GIVEN INSTRUCTION: Give, as a JSON list of strings with one string per line and blank lines omitted, the lines of the entries below starting at the line that contains "Where can you see the clump" and ending at the line that contains "<point>120,120</point>", with both ends included. Leave the pictures out of the answer.

PROVIDED RECORDS:
%%
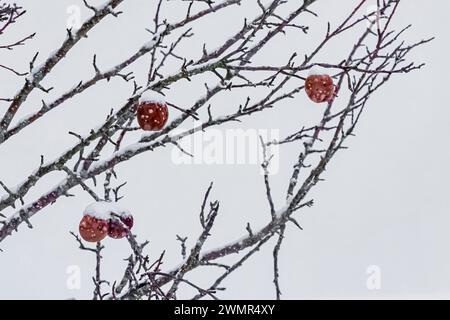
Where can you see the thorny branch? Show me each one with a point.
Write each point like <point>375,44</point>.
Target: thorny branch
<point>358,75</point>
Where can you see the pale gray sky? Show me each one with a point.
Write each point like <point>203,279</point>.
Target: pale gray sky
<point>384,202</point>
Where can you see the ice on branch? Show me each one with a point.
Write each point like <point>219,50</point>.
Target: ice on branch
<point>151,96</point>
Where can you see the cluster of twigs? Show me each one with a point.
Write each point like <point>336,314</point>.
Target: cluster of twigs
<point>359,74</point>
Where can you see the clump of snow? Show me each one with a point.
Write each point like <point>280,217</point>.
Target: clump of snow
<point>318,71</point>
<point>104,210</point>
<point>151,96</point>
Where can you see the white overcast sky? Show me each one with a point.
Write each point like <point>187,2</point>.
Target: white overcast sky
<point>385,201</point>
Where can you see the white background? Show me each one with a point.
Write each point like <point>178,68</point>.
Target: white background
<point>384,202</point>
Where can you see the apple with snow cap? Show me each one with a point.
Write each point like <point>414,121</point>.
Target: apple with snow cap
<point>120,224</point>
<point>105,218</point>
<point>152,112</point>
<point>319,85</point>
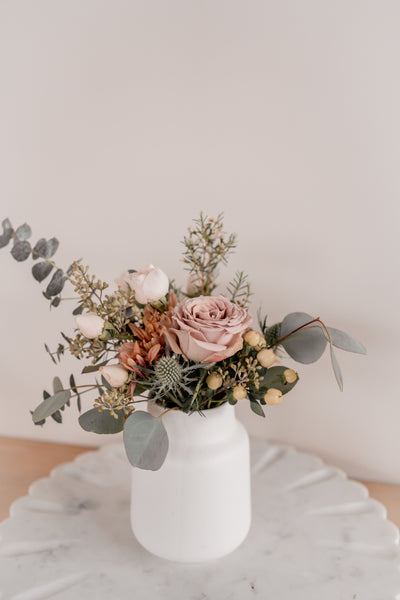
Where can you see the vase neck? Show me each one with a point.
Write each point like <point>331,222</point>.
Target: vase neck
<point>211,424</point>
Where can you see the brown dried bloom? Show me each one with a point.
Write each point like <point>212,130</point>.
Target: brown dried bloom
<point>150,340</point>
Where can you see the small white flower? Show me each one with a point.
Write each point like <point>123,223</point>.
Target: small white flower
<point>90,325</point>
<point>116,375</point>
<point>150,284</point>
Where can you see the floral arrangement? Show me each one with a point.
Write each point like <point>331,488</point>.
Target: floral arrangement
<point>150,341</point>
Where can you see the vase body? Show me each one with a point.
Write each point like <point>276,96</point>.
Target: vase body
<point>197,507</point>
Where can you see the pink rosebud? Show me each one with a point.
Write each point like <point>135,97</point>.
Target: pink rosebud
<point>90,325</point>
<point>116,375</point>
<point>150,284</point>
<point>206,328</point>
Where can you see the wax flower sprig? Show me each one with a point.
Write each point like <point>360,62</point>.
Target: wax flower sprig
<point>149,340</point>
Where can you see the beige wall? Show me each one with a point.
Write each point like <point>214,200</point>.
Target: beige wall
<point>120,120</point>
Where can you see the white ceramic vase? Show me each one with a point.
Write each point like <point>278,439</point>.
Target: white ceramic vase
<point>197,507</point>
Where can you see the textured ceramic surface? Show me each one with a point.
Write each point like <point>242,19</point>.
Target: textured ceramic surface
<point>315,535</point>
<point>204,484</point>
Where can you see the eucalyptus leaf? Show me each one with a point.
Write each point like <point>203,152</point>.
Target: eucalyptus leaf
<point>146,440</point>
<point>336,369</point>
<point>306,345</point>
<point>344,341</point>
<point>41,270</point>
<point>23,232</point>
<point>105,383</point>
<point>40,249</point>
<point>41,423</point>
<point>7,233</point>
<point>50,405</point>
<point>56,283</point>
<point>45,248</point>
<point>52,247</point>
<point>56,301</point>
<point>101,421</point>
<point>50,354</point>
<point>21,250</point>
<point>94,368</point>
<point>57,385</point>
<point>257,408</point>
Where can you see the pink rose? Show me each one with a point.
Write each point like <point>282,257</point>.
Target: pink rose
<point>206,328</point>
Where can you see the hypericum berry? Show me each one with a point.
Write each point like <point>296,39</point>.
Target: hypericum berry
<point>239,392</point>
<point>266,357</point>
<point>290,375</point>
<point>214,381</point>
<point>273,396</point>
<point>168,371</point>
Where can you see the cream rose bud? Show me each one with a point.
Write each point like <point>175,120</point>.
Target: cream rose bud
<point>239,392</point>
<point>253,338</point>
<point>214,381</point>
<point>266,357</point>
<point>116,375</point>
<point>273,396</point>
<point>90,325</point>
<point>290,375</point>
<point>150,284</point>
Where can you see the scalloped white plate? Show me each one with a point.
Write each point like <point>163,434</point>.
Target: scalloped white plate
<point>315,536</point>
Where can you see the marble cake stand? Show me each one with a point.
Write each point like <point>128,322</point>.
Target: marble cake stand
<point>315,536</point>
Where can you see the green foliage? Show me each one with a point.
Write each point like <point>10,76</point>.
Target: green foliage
%%
TASK RESPONSE:
[
  "Where can you see the clump of snow? Show me each one with a point.",
  "Write each point like <point>280,217</point>.",
  "Target: clump of snow",
  "<point>318,71</point>",
  "<point>104,210</point>",
  "<point>151,96</point>",
  "Where can you see the white overcast sky? Show me each one with a point.",
  "Write each point like <point>187,2</point>.",
  "Target: white overcast sky",
  "<point>385,201</point>",
  "Where can you see the white background? Show me each one with a point.",
  "Write each point like <point>178,68</point>.",
  "Target: white background",
  "<point>384,202</point>",
  "Where can you see the apple with snow cap? Show me each one with a point.",
  "Write each point like <point>414,121</point>.",
  "Target: apple with snow cap",
  "<point>120,224</point>",
  "<point>105,218</point>",
  "<point>152,112</point>",
  "<point>319,85</point>",
  "Where can you see the vase neck? Show me each one with a point.",
  "Write each point like <point>331,222</point>.",
  "Target: vase neck",
  "<point>211,424</point>",
  "Where can you see the brown dried bloom? Show me each one with a point.",
  "Write each point like <point>212,130</point>.",
  "Target: brown dried bloom",
  "<point>150,340</point>",
  "Where can you see the small white flower? Show me each one with a point.",
  "Write each point like <point>123,223</point>.",
  "Target: small white flower",
  "<point>90,325</point>",
  "<point>116,375</point>",
  "<point>150,284</point>",
  "Where can you see the floral arrangement? Show me each one with a point.",
  "Write each point like <point>331,488</point>.",
  "Target: floral arrangement",
  "<point>150,341</point>",
  "Where can you see the vase body? Show me each one with a point.",
  "Write each point like <point>276,96</point>.",
  "Target: vase body",
  "<point>197,507</point>",
  "Where can you see the pink rosebud? Show me each one with a point.",
  "Write each point like <point>135,97</point>.",
  "Target: pink rosebud",
  "<point>90,325</point>",
  "<point>116,375</point>",
  "<point>150,284</point>",
  "<point>206,328</point>",
  "Where can you see the wax flower sprig? Show me each one with a point.",
  "Write each point like <point>360,62</point>.",
  "Target: wax flower sprig",
  "<point>149,340</point>",
  "Where can you see the beige wall? Show me each one with a point.",
  "Write each point like <point>214,200</point>.",
  "Target: beige wall",
  "<point>120,120</point>"
]